| Assignment |
Which lines in the data below contain the word "reading"? Pull each of them out.

| Records supplied |
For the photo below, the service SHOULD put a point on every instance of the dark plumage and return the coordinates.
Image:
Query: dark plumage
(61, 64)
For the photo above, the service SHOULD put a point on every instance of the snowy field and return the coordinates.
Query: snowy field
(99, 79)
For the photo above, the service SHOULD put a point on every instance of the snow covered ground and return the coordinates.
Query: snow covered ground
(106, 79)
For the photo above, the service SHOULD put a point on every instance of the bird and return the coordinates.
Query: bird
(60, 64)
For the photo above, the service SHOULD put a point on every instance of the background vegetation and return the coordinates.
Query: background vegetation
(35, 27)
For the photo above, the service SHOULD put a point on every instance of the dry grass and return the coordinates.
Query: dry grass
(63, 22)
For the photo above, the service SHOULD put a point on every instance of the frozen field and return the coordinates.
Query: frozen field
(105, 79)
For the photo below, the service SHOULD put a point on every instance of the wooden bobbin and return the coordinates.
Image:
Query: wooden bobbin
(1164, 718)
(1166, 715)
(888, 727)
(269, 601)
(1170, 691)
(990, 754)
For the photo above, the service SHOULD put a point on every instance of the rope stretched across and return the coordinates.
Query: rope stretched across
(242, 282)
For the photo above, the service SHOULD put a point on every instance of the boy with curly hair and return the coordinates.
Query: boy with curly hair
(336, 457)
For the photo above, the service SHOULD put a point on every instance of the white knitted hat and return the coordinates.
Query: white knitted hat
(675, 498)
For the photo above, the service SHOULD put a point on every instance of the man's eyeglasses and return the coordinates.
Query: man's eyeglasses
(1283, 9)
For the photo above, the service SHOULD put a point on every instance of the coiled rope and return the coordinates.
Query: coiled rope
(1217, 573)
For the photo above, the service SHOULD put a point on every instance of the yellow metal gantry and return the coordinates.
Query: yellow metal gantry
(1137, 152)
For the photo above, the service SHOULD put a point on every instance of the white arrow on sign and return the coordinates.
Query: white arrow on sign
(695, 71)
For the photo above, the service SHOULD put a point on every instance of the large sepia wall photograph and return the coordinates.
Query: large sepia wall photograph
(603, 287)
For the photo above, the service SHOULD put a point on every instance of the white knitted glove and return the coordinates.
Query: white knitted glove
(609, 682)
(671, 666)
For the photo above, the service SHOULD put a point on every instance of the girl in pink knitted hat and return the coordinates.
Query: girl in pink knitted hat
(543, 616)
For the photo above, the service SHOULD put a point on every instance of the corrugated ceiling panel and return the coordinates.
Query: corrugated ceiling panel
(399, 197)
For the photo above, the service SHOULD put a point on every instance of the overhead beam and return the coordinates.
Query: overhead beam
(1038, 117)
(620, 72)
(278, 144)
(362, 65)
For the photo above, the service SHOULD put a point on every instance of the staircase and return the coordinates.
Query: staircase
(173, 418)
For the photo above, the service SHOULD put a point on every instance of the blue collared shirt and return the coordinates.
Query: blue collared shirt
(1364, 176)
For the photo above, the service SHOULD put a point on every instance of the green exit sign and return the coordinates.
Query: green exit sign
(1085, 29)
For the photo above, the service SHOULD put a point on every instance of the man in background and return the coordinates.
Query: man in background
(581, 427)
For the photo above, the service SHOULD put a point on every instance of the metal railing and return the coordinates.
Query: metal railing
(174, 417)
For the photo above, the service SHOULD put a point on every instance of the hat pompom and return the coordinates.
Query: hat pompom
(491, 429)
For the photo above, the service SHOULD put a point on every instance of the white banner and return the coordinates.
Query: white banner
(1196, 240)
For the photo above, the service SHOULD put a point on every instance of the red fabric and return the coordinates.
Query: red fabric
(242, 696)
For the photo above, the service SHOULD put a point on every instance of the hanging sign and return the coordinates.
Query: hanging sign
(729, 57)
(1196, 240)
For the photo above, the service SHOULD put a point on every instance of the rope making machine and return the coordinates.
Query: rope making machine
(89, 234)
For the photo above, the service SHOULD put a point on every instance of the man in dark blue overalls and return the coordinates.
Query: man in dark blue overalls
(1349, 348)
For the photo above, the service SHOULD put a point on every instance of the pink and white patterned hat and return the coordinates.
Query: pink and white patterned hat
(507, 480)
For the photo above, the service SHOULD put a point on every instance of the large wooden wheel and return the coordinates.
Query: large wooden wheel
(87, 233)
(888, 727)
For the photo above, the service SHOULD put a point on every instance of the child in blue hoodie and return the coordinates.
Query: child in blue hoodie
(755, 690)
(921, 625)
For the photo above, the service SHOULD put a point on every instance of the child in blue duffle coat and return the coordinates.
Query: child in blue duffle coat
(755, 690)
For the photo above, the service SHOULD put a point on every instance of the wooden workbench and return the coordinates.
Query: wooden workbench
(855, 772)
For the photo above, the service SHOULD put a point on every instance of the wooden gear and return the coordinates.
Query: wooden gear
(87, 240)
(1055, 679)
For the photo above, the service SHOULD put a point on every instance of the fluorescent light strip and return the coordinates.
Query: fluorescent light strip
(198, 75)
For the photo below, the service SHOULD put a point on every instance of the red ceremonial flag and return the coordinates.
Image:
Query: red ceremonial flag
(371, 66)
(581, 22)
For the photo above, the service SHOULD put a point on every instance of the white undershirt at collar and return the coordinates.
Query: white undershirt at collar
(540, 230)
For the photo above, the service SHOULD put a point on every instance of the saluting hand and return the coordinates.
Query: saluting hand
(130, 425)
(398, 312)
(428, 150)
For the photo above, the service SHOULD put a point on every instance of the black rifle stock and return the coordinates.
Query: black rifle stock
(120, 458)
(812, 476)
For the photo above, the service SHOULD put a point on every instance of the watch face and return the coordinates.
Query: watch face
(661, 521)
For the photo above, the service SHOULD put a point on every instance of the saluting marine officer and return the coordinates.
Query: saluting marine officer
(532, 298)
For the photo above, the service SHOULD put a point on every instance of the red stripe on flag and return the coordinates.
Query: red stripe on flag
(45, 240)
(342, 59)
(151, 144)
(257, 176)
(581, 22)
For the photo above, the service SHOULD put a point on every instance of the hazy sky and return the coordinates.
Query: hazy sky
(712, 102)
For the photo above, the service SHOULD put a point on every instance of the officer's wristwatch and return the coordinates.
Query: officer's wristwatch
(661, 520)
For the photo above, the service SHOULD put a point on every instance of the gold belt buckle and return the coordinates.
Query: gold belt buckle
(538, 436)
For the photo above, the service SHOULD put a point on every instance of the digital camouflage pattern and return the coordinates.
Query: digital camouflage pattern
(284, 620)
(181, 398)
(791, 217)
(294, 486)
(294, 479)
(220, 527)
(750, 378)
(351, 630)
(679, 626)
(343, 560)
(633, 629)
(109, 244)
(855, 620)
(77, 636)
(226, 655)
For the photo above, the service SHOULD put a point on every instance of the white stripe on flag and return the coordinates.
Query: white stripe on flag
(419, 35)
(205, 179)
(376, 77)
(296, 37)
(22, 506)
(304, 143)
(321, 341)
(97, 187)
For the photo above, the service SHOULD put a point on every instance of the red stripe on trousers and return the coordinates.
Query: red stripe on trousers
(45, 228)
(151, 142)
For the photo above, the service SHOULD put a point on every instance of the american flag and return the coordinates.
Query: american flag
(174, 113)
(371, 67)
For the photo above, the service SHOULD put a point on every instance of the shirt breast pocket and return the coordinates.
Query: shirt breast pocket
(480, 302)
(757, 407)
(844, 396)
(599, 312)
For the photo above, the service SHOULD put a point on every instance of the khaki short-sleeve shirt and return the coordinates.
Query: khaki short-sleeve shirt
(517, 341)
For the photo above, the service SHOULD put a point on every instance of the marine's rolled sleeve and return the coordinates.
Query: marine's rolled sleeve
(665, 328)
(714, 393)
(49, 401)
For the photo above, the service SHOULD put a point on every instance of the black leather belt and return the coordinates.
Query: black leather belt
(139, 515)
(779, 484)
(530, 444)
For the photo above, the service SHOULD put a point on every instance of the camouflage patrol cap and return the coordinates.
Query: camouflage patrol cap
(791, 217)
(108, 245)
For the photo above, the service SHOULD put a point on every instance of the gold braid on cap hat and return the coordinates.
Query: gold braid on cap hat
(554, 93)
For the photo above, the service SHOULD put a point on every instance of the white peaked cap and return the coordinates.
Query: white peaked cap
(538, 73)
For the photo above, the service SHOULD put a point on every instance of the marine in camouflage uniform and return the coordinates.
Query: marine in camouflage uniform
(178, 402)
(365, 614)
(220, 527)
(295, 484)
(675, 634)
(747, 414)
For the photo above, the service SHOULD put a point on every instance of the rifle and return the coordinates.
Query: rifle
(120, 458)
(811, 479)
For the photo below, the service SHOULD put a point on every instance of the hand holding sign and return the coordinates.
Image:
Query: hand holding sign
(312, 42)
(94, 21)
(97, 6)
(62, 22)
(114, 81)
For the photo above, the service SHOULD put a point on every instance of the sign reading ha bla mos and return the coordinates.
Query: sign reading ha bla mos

| Output for this task |
For the photo above, the service SHOULD put a point on every instance of the sign reading ha bla mos and return the coordinates.
Query: sign reading ha bla mos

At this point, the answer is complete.